◆ DIRECTIONS FOR THIS TASK: Scan the records for the line containing "Identify the eyebrow"; extract it and all later lines, verbatim, through the end, and nothing before it.

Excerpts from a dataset
>>>>>

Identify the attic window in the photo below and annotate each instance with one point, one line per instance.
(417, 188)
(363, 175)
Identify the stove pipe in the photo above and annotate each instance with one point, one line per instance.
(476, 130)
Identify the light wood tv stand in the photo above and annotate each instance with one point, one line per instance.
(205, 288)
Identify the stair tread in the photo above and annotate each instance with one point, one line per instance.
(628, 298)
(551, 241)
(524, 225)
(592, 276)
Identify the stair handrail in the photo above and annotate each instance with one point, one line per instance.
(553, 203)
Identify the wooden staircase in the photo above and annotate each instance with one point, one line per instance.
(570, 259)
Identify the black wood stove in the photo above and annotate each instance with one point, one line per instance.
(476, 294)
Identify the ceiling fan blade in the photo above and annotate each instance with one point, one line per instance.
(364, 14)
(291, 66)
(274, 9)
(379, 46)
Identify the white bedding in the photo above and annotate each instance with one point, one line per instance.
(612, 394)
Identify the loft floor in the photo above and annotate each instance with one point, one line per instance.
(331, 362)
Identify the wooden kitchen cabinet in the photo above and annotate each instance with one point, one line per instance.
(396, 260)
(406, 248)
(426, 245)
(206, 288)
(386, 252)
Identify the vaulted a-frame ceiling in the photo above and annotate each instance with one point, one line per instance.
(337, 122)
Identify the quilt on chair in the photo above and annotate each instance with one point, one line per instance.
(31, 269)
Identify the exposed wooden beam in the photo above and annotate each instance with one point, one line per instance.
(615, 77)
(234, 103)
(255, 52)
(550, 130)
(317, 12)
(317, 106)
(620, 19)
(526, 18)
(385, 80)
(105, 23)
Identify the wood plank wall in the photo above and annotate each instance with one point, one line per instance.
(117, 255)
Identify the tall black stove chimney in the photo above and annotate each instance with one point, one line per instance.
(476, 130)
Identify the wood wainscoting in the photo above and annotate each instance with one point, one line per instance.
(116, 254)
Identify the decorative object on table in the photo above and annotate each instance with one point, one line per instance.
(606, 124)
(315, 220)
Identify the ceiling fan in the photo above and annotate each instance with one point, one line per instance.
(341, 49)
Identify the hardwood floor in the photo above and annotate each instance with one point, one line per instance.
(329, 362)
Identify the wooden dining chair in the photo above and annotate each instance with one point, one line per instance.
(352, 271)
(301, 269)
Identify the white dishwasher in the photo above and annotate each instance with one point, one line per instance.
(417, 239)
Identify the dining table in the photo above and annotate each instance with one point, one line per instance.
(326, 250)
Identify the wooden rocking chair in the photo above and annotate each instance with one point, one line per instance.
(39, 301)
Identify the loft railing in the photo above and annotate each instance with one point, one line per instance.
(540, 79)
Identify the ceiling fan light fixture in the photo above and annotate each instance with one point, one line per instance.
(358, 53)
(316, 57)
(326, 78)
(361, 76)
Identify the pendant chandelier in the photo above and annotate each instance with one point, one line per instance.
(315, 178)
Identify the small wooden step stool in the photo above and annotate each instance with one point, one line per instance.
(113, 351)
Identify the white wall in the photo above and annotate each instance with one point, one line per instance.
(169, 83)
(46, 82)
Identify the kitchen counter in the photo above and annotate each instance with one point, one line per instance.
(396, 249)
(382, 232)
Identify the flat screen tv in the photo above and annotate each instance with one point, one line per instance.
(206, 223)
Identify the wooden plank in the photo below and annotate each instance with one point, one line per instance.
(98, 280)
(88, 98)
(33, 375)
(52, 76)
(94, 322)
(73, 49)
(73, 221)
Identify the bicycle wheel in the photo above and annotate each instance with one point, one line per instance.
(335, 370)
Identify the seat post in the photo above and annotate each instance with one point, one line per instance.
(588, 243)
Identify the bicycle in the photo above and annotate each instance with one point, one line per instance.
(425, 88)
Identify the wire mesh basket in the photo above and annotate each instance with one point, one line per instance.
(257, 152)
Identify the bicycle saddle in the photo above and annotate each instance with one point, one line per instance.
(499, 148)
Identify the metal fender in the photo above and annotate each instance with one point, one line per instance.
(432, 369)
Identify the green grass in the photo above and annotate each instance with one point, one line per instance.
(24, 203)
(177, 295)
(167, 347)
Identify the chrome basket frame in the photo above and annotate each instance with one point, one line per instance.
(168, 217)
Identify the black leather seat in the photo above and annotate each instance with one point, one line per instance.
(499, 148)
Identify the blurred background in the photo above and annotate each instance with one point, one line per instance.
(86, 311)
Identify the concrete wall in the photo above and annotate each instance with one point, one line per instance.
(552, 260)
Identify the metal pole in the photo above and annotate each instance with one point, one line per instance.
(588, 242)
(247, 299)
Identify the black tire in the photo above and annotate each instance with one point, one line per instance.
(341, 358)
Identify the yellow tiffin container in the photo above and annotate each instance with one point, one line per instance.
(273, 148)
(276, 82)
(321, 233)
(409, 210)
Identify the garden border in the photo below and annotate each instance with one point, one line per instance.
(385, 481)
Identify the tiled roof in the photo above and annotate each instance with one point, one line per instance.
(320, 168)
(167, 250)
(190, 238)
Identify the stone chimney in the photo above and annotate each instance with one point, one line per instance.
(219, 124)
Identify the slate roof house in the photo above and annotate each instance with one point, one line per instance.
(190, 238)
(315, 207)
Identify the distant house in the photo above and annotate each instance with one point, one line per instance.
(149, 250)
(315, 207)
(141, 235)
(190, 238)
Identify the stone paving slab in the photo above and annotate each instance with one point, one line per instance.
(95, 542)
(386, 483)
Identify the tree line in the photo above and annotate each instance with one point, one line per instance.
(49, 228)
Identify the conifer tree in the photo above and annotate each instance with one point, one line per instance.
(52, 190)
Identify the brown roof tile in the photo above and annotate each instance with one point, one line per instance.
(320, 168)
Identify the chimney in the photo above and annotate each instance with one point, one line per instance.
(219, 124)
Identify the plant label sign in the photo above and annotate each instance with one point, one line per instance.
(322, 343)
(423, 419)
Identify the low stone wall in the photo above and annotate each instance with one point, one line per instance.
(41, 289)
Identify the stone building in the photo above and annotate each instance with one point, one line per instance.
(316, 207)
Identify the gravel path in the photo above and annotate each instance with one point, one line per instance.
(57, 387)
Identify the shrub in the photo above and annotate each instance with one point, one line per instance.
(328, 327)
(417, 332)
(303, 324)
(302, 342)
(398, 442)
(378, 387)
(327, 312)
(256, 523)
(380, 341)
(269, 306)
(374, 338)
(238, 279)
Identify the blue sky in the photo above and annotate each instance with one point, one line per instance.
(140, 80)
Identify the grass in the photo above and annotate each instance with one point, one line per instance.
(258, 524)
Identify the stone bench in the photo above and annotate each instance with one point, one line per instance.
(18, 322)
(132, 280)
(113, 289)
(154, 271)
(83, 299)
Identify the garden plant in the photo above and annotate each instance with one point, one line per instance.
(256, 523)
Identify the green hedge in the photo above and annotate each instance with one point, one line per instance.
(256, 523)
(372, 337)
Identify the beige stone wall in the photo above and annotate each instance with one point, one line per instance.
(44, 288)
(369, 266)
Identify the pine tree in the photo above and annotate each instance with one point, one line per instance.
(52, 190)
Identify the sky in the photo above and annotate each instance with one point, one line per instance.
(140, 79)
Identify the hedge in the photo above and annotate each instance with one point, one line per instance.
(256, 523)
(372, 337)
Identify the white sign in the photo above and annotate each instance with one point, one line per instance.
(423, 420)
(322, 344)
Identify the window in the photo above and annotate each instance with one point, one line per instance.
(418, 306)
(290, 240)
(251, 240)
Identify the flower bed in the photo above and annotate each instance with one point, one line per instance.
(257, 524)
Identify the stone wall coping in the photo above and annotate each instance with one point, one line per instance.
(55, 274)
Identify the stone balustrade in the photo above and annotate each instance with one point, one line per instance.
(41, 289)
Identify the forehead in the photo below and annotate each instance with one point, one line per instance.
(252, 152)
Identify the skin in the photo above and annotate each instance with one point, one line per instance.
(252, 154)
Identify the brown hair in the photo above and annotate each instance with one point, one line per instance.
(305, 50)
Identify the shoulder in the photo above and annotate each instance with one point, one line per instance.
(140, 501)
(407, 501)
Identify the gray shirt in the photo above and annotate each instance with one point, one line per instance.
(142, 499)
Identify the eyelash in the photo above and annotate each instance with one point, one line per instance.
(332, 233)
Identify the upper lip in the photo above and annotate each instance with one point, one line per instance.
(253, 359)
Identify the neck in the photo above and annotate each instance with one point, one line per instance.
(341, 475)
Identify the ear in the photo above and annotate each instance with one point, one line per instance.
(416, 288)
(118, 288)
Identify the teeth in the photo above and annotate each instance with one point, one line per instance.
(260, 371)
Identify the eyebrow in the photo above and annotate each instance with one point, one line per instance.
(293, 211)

<<<<<

◆ RESULT BELOW:
Identify the eyebrow in the photo above and annotate each instance with one point, one line per instance.
(293, 211)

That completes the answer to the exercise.